** Opening Record set block **

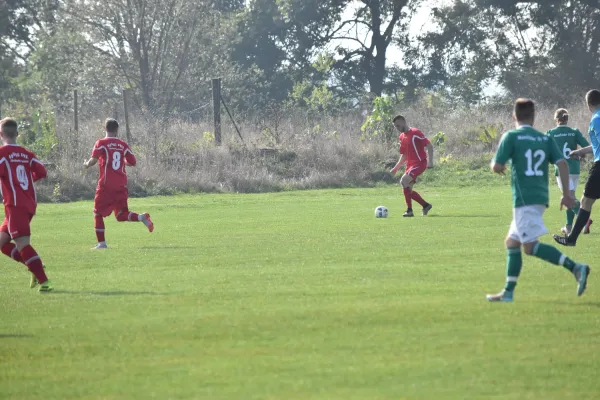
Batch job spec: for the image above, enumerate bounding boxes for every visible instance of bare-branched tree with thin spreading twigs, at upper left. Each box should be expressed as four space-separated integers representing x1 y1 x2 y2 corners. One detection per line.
65 0 244 114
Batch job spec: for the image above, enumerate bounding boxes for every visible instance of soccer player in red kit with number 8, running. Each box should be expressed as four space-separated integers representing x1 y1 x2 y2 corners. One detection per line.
83 118 154 249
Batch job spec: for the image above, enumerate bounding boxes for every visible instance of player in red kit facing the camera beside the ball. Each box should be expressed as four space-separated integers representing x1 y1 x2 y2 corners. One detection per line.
390 115 433 217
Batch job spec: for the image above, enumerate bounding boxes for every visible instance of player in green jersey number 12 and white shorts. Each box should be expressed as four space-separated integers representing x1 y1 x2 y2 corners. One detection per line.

** Closing Record set block **

All of the records above are to be printed exactly, with every picture omitted.

## Exercise result
Batch job spec: for the image above, enumerate bounding boxes for every visible instance of bare-branched tree with thin spreading twigs, at upper left. Each box should be expressed as four space-separated integers representing x1 y1 x2 y2 corners. One detection per line.
65 0 244 114
Batch job spec: for the image above, enumerate bounding boxes for every visible instance of soccer player in red kit with number 8, running. Each box should be expressed as four space-separated integers representing x1 y1 x2 y2 corners. One detection per line.
83 118 154 249
Batch job spec: for the image above, enumerate bounding boxes for every visible instance of player in red kit facing the camera beside the ball. Each box should be expressed as four space-separated integers representing x1 y1 x2 y2 corners. One detection per line.
390 115 433 217
Batch job spec: for the image above, enumerate bounding boxes for every visible instance of player in green jersey number 12 and white shorts. Each box should be expressed as four space-separated integers representing x1 y1 x2 y2 corners. One detection per line.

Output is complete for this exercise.